**Dataset excerpts**
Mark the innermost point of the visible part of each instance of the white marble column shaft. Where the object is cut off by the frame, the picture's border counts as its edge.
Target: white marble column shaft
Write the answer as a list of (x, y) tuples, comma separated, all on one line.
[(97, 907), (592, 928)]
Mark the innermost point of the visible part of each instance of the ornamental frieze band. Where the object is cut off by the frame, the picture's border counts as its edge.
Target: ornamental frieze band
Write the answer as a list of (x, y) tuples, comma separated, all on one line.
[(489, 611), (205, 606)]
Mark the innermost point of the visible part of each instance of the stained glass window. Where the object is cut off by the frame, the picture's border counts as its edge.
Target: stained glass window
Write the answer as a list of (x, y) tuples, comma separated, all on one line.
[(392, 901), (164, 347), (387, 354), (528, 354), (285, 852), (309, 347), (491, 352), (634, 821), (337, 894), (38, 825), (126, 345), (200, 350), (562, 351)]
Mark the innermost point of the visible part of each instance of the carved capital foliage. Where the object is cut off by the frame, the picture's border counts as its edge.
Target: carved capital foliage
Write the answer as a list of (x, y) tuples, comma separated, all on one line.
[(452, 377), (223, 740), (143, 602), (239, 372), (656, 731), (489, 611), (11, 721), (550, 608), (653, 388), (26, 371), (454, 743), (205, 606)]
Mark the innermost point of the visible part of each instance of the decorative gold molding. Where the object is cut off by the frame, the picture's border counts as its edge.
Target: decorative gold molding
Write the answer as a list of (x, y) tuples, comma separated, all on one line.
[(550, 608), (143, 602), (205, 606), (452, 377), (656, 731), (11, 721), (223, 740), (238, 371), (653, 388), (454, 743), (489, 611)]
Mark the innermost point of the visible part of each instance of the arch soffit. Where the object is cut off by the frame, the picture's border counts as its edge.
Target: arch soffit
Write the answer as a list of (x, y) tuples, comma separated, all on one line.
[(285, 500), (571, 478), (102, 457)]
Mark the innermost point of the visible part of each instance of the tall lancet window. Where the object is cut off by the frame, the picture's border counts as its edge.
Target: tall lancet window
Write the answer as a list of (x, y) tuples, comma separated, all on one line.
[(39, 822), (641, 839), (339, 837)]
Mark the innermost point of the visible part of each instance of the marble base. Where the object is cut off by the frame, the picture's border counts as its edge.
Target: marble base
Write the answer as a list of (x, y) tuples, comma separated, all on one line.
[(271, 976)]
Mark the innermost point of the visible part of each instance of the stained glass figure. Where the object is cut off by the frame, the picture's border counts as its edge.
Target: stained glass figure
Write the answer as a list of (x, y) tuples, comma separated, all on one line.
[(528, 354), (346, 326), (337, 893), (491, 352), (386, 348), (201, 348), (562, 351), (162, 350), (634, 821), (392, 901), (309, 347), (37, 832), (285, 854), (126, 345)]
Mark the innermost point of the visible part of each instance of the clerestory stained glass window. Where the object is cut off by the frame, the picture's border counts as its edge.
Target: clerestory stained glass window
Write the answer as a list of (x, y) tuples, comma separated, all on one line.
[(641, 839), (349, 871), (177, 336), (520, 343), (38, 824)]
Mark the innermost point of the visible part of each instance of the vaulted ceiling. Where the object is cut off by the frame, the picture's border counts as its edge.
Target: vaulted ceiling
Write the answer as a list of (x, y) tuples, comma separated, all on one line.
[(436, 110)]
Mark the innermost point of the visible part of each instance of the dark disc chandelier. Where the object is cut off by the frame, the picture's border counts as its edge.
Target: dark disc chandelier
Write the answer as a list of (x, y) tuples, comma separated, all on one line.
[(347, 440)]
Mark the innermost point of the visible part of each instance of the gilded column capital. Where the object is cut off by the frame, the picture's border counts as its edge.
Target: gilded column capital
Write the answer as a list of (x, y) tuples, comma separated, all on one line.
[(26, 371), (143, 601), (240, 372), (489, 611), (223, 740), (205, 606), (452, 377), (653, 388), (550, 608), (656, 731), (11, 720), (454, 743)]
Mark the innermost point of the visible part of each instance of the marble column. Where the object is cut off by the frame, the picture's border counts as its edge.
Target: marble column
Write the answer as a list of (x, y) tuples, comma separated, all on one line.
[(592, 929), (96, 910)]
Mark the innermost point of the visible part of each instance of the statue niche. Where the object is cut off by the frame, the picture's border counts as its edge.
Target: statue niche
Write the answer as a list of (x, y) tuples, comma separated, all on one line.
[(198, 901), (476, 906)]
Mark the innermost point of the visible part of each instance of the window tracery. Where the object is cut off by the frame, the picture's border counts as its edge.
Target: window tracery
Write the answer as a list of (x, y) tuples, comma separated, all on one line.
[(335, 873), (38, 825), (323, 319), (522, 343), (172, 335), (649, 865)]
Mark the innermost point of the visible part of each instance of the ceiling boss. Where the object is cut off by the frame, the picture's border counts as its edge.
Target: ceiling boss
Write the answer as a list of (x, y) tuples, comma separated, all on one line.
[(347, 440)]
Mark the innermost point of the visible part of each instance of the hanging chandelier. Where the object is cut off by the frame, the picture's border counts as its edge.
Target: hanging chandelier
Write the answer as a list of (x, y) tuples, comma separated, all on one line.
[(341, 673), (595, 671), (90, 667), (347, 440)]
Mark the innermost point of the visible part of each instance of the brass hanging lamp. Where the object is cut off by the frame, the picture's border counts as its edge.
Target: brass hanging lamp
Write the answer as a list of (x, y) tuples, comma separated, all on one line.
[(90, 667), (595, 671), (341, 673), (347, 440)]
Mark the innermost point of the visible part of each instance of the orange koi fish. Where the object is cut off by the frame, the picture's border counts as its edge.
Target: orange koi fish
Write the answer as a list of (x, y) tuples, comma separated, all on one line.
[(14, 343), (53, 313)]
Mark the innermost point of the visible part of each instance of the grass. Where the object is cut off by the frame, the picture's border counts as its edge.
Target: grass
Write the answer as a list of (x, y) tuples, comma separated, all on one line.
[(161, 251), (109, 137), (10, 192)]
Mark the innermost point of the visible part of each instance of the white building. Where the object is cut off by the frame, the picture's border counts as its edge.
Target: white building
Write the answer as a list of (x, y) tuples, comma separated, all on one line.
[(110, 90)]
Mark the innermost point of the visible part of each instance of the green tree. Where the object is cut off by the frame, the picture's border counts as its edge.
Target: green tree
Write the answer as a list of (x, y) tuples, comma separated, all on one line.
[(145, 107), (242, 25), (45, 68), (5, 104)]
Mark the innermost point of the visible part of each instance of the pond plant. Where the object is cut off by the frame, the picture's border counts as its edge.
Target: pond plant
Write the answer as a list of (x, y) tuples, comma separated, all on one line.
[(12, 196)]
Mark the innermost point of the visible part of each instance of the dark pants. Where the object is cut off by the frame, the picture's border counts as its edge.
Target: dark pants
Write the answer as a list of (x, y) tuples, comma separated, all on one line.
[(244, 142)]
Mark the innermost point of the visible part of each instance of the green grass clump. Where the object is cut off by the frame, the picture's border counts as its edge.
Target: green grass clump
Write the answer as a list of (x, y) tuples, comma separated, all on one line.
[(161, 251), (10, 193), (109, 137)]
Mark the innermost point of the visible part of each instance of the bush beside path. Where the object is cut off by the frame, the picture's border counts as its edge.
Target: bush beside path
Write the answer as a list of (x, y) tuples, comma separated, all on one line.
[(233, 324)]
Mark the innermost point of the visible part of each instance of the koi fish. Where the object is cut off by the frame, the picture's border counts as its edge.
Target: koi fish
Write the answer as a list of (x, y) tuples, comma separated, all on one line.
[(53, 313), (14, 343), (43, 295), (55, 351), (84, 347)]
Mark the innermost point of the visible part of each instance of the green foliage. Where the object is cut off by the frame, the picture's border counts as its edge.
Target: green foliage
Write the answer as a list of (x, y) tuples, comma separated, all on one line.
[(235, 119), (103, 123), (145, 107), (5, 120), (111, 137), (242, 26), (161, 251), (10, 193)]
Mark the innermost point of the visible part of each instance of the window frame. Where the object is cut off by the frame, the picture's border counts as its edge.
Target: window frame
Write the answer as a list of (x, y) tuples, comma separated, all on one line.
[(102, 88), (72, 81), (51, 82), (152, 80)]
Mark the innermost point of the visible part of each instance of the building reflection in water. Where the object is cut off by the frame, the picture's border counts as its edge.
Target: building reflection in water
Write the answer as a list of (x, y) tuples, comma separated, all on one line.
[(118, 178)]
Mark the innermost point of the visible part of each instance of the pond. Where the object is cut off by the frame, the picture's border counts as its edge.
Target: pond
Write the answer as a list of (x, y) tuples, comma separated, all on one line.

**Aim of the exercise**
Return the data above exactly as it appears, starting from its first line and stopping after the line that contains "[(97, 907), (592, 928)]".

**Full answer**
Mark the innermost point of the visible part of each instance of the white marble column shaft. Where the object is cut off by the frame, the picture's border counts as its edge.
Target: white marble column shaft
Write the answer as a list of (x, y) tuples, comma separated, all on one line.
[(97, 907), (592, 928)]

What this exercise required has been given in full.